### RECORDS SHOWN
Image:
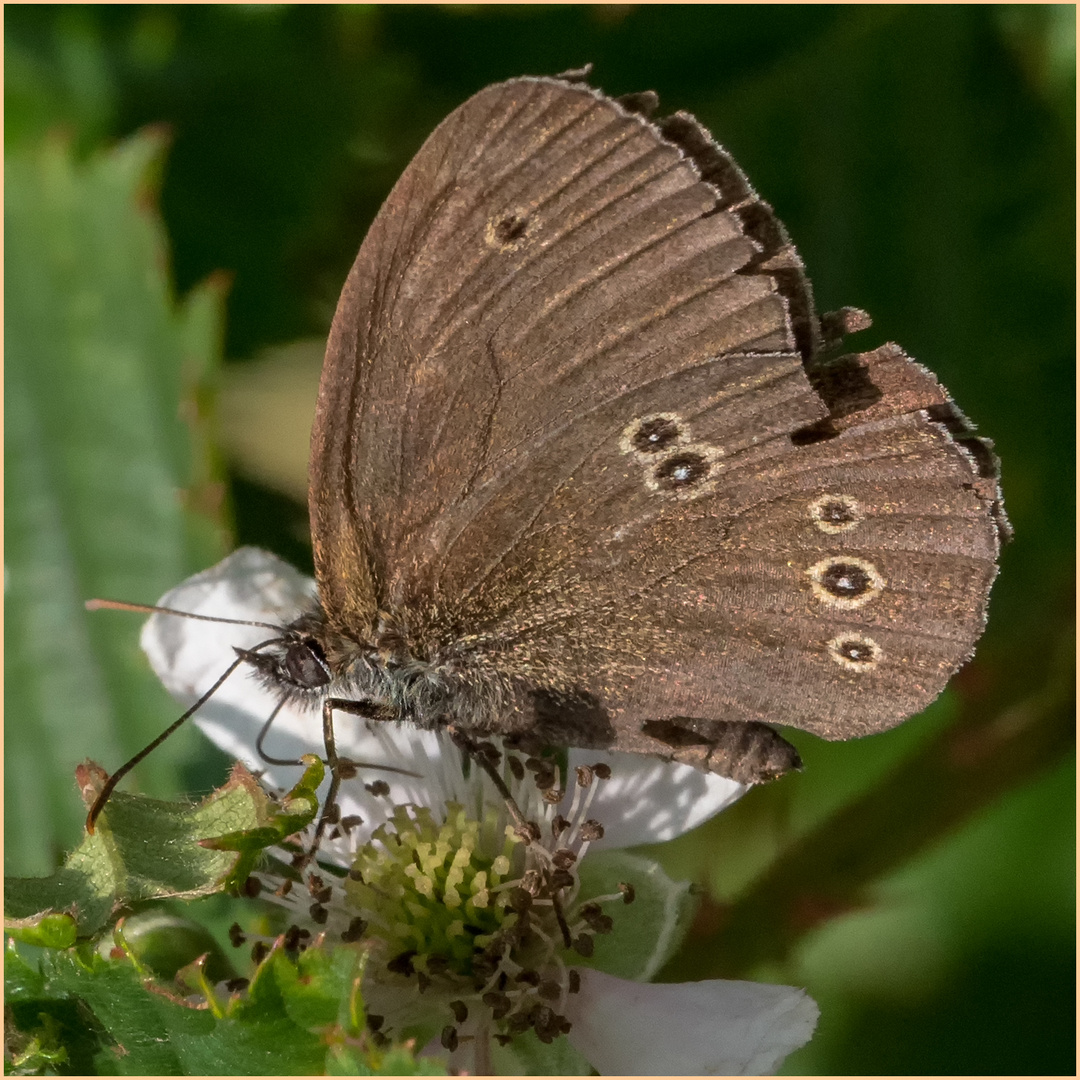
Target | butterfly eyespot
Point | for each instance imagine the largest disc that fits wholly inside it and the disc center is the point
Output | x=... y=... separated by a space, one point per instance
x=656 y=433
x=836 y=513
x=682 y=470
x=845 y=582
x=855 y=651
x=508 y=231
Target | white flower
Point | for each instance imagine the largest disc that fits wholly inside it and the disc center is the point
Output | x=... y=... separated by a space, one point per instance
x=437 y=844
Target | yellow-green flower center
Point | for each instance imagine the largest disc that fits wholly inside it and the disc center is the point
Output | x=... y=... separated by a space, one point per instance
x=431 y=888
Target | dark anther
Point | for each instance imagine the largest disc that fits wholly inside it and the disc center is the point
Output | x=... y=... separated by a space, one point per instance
x=545 y=778
x=559 y=879
x=355 y=929
x=655 y=434
x=591 y=829
x=488 y=751
x=530 y=882
x=520 y=1023
x=846 y=580
x=680 y=470
x=529 y=832
x=543 y=1021
x=518 y=900
x=499 y=1003
x=583 y=945
x=402 y=964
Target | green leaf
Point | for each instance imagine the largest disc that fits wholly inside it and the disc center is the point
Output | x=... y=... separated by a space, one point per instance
x=145 y=849
x=109 y=481
x=646 y=932
x=287 y=1022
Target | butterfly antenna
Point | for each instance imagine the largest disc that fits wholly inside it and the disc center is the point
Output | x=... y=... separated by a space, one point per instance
x=127 y=766
x=98 y=605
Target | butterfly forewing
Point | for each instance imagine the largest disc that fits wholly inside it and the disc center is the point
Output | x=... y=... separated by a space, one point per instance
x=574 y=435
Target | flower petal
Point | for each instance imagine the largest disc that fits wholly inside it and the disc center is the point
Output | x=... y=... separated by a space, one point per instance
x=644 y=801
x=189 y=656
x=648 y=801
x=709 y=1028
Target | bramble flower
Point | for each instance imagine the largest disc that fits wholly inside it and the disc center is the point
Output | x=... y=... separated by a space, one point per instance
x=511 y=954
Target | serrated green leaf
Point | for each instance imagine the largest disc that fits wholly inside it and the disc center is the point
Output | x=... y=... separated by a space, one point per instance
x=107 y=477
x=145 y=849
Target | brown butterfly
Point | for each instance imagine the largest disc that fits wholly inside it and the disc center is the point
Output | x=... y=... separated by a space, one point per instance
x=583 y=471
x=588 y=471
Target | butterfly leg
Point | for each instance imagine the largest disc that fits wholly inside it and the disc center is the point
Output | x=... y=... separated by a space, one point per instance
x=485 y=756
x=340 y=768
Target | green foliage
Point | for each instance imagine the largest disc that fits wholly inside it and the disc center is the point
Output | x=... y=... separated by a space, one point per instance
x=145 y=849
x=134 y=1009
x=106 y=468
x=299 y=1015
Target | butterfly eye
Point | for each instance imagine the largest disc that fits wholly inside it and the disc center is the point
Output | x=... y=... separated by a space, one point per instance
x=306 y=665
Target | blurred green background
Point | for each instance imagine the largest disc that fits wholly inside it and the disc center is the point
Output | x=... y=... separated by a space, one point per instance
x=191 y=184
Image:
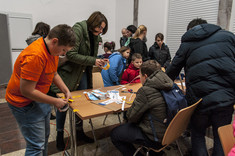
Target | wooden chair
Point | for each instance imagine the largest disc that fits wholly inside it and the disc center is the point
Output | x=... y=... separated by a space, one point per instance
x=175 y=129
x=226 y=137
x=97 y=80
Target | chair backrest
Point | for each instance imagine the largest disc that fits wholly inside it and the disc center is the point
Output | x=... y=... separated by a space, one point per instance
x=178 y=124
x=97 y=80
x=226 y=138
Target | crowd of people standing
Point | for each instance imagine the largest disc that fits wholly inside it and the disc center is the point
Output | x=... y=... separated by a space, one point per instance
x=207 y=54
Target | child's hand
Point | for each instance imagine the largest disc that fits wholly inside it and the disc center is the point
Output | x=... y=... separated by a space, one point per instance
x=99 y=63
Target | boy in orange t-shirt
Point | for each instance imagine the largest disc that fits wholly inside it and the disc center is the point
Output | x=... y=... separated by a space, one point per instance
x=34 y=71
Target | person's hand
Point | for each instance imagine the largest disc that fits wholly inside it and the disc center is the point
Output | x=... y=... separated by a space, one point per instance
x=68 y=95
x=137 y=77
x=60 y=103
x=99 y=63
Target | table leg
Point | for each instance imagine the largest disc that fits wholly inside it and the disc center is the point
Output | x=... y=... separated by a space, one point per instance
x=105 y=119
x=73 y=132
x=93 y=132
x=119 y=118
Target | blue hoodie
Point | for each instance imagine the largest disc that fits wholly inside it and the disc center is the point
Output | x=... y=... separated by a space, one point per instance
x=117 y=65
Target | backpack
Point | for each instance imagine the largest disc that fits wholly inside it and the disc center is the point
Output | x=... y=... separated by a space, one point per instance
x=175 y=101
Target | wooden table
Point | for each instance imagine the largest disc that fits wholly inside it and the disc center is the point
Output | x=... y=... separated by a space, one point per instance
x=86 y=109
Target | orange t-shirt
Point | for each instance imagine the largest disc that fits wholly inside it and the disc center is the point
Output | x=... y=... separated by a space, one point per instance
x=35 y=64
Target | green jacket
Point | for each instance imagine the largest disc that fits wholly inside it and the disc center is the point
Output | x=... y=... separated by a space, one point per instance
x=150 y=100
x=79 y=59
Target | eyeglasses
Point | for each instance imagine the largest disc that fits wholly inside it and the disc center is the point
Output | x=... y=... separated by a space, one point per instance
x=100 y=29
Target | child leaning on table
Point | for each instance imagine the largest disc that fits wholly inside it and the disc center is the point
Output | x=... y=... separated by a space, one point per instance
x=117 y=63
x=131 y=74
x=148 y=100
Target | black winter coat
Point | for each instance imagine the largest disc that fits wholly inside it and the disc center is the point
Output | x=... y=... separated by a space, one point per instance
x=207 y=54
x=138 y=46
x=161 y=55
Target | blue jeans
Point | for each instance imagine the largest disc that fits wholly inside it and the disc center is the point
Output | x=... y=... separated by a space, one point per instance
x=61 y=116
x=34 y=124
x=200 y=121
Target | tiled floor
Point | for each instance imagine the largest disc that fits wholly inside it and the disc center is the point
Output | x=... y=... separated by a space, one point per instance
x=12 y=142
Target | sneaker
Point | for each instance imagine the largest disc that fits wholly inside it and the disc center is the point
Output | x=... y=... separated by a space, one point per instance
x=60 y=141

### TASK PROMPT
The answer must consist of each line from the entries that contains the string "chair".

### ANSWER SPACE
Target | wooden chair
Target | chair backrest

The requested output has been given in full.